▶ [Exercise aim]
Retype, without alteration, each line from the line containing "Could you spot the tall" to the final line of the records.

▶ [Provided records]
....

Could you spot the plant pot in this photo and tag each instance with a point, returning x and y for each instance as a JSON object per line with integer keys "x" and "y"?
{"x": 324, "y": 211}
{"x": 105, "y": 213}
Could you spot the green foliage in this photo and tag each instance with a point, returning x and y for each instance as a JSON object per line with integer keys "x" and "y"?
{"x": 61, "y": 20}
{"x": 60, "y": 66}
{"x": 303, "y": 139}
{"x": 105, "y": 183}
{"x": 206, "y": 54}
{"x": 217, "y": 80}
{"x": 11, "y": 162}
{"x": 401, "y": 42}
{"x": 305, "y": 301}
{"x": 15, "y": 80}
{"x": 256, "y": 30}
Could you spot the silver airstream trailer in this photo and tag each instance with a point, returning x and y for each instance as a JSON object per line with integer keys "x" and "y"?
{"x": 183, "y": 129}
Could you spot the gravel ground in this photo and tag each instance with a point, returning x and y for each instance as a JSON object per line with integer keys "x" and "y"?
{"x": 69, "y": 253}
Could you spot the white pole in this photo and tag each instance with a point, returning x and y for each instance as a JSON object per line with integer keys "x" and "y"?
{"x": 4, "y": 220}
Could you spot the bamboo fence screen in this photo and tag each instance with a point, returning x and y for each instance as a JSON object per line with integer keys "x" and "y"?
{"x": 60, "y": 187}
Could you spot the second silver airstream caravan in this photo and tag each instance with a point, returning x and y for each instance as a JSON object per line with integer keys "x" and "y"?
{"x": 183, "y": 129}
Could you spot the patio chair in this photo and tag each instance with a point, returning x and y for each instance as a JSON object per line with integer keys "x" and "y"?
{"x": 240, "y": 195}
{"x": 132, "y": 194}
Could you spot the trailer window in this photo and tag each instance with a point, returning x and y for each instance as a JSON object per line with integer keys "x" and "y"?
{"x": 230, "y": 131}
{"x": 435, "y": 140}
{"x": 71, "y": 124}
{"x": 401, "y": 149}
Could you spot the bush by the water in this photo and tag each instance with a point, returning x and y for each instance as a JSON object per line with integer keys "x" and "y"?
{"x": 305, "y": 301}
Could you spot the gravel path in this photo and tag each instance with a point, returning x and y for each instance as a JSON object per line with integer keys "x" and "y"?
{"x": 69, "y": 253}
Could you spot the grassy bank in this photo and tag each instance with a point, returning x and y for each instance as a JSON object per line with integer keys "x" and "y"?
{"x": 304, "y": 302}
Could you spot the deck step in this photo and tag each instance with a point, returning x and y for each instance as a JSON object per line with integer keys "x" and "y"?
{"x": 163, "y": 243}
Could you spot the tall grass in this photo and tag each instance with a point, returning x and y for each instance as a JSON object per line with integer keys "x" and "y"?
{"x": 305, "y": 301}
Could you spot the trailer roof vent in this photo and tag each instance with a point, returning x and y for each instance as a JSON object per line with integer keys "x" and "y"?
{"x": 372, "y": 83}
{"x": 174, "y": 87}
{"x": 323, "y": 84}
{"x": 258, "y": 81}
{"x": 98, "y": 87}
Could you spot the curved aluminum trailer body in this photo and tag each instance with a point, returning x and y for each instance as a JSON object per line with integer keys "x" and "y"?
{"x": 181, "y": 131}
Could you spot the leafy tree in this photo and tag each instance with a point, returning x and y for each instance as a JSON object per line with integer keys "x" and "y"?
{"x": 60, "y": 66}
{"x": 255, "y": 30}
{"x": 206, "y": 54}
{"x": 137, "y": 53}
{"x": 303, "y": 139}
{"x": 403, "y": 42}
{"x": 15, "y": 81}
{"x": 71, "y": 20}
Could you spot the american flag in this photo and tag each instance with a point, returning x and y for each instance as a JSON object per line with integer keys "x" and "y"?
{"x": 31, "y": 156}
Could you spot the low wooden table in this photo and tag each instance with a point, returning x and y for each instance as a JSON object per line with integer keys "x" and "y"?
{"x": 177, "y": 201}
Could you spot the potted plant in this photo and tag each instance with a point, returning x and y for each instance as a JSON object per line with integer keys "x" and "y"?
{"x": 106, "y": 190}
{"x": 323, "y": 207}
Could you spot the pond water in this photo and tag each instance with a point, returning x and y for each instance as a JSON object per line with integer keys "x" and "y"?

....

▶ [Complete output]
Could you spot the tall grass in this photo and tag each instance with a point, returning x and y for each instance as a JSON object per line with integer keys "x" and "y"?
{"x": 305, "y": 301}
Could you spot the trailer roof vent in this photo and tag each instance with a point, returning x and y for each instance as a JSON object per line with integer keys "x" and "y"?
{"x": 372, "y": 83}
{"x": 174, "y": 87}
{"x": 323, "y": 84}
{"x": 258, "y": 81}
{"x": 98, "y": 87}
Could you spot the curved aluminum trailer body in this photo and tag each instance with a point, returning x and y for each instance as a JSON object per line with integer keys "x" and "y"?
{"x": 181, "y": 131}
Could you spot the leafy tree in this photo and tag each instance with a point, returning x and y for each instance as a JSON object per line with integer keys "x" and "y"?
{"x": 60, "y": 66}
{"x": 255, "y": 30}
{"x": 206, "y": 54}
{"x": 137, "y": 53}
{"x": 303, "y": 139}
{"x": 403, "y": 42}
{"x": 15, "y": 81}
{"x": 71, "y": 20}
Could you spot the american flag in this photo and tag each instance with a point, returning x and y for each instance as a JSON object per line with integer keys "x" and "y"?
{"x": 31, "y": 156}
Could you spot the low wooden table in this photo and tag each instance with a point, returning x and y for each instance as a JSON object per line with integer keys "x" and "y"?
{"x": 177, "y": 201}
Could you spot the potted plant in this photo and tag each instance with a point, returning x and y for each instance as a JSON object per line with integer keys "x" and "y"?
{"x": 106, "y": 190}
{"x": 323, "y": 207}
Could you spot the pond water in this photo and tag each instance with a point, returning x and y for each instance as a JSON object per line with integer keys "x" and "y"?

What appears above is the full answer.